> _Exercise_: Rewrite the section of the account of Joe's weekend climbing trips below, starting with "Joe’s weekend trips" and going on through "still in force.", with "Chew Valley" changed to "Hope Valley".

> _Extract to read_:
Joe’s weekend trips out into the Peak around this time began with a Saturday morning of work. Some of the earliest trips were in the direction of the Chew Valley, which meant first a tram ride into central Manchester to meet up with his mates (though the trams were very soon to disappear). Depending on where they were headed, they then took a bus or train to the closest point they could reach and finally walked in to the crag. The Peak was a very empty place compared to today with very few cars on the road and petrol rationing still in force.
Once arrived at the crag it was usual to stay there for the rest of the weekend: climbing during the day and often bouldering on into the evening, until the fading light announced the time had arrived to get the primus out and cook dinner. Later they sat around drinking tea and talking: “with a gang of 18-22 year-olds it was just non-stop chatter and banter”. Sleeping, more often than not, in caves or under boulders (for example those at Stanage Plantation), they would climb on Sunday with one eye on the clock as it got later, before taking the bus or train back to Manchester. Missing the last one and being late for work on the Monday just wasn’t an option: “we must have been very disciplined because I don’t ever remember not getting back”.
The climbing gear they carried was unbelievably simple: a rope, a handful of slings and carabiners, with a choice of nailed boots or plimsolls to climb in. The carabiners were a double-edged sword, being made out of untempered steel “when someone fell on them, they straightened out and then the locking mechanism on the gate, which was a very sharp thing, became a point that the rope ran across and it just cut the rope and snapped it”. Nailed boots were preferred where the nails could be used to stand on sharp edges (such as on Brown’s Eliminate at Froggatt) and plimsolls where friction could be used. It’s amazing to think that Great Slab at Froggatt was climbed on-sight in plimsolls.
At first they had little contact with the established world of climbing and no idea of which climbs were hard or had reputations and as Joe remembers “routes were just routes and we didn’t know anything about that – we were just climbing”.
The hard physical nature of Joe’s building work, which often involved him in pushing a fully laden hand-cart around Manchester all week, meant that he was super fit. This, combined with a constant desire for the next adventure, his innate ability to move efficiently on rock and a certain disdain for fear was going to have a revolutionary effect on Peak climbing. Within eight months of starting, he was leading the hardest existing gritstone routes and starting to add routes of his own; Saul’s Crack (HVS 5a) on the Upper Tier at The Roaches in 1947 was his statement of intent.

> _Data provided_:
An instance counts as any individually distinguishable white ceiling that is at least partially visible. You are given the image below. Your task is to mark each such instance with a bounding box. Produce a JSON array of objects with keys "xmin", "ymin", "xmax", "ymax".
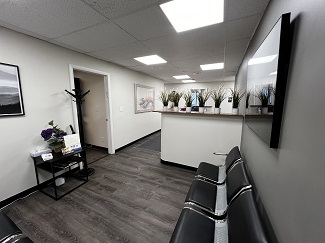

> _Output for this task_:
Joe’s weekend trips out into the Peak around this time began with a Saturday morning of work. Some of the earliest trips were in the direction of the Hope Valley, which meant first a tram ride into central Manchester to meet up with his mates (though the trams were very soon to disappear). Depending on where they were headed, they then took a bus or train to the closest point they could reach and finally walked in to the crag. The Peak was a very empty place compared to today with very few cars on the road and petrol rationing still in force.